BEGIN RECORDS PROVIDED

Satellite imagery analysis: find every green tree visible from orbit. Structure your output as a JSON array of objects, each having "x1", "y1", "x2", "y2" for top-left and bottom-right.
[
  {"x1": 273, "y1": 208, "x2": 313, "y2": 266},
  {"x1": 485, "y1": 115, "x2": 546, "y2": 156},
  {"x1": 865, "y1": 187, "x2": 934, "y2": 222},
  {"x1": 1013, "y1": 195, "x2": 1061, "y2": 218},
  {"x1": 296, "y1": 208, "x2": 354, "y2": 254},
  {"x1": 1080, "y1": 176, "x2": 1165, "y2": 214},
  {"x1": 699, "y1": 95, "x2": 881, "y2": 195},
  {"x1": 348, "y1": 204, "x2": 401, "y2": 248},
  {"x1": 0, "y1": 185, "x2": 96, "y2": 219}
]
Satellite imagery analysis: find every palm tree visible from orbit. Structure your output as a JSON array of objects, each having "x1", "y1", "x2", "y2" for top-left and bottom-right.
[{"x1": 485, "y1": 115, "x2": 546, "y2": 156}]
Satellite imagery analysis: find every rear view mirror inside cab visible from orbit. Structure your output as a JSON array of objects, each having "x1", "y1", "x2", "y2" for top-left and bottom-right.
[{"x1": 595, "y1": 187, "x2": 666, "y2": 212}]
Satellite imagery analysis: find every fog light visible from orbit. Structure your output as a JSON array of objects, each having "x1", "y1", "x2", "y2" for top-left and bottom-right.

END RECORDS PROVIDED

# DIRECTIVE
Edit the material above so that "Satellite imagery analysis" becomes "Aerial survey review" in every entry, with nothing else altered.

# TASK ANSWER
Aerial survey review: find every green tree visible from orbit. Structure your output as a JSON array of objects, each having "x1", "y1", "x2", "y2" for top-left and bottom-right.
[
  {"x1": 273, "y1": 208, "x2": 313, "y2": 266},
  {"x1": 485, "y1": 115, "x2": 546, "y2": 156},
  {"x1": 865, "y1": 187, "x2": 934, "y2": 222},
  {"x1": 1013, "y1": 195, "x2": 1061, "y2": 218},
  {"x1": 296, "y1": 208, "x2": 354, "y2": 254},
  {"x1": 1080, "y1": 176, "x2": 1165, "y2": 214},
  {"x1": 699, "y1": 95, "x2": 881, "y2": 195},
  {"x1": 348, "y1": 204, "x2": 401, "y2": 248},
  {"x1": 0, "y1": 185, "x2": 96, "y2": 219}
]
Aerial survey review: find every palm tree visible from orbit. Structure your output as a JSON array of objects, each having "x1", "y1", "x2", "y2" for top-left and bottom-right.
[{"x1": 485, "y1": 115, "x2": 546, "y2": 156}]
Aerial survey review: find every rear view mirror inside cab visible from orbit. Structure your output as a JSON array of objects, each having "x1", "y1", "x2", "y2" for top-left and bottom-right.
[{"x1": 595, "y1": 187, "x2": 666, "y2": 212}]
Aerial survey review: find every fog light visible from orbit. Structure your output as a JSON array of objects, each having "x1", "y1", "x2", "y2" for top-left and bottom-right.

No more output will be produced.